### [WHAT NEEDS TO BE DONE]
What you give back must match the records below exactly.

### [INPUT]
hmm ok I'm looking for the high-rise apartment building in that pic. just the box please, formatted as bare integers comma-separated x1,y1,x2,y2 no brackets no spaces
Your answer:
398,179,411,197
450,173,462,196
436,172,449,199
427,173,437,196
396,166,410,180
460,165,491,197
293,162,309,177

### [RESULT FOR THIS EXERCISE]
hmm ok I'm looking for the high-rise apartment building in that pic. just the box please, formatted as bare integers comma-separated x1,y1,x2,y2 no brackets no spaces
Your answer:
398,179,411,197
450,173,462,196
436,172,449,199
427,173,437,196
396,166,410,180
460,165,491,197
293,162,309,177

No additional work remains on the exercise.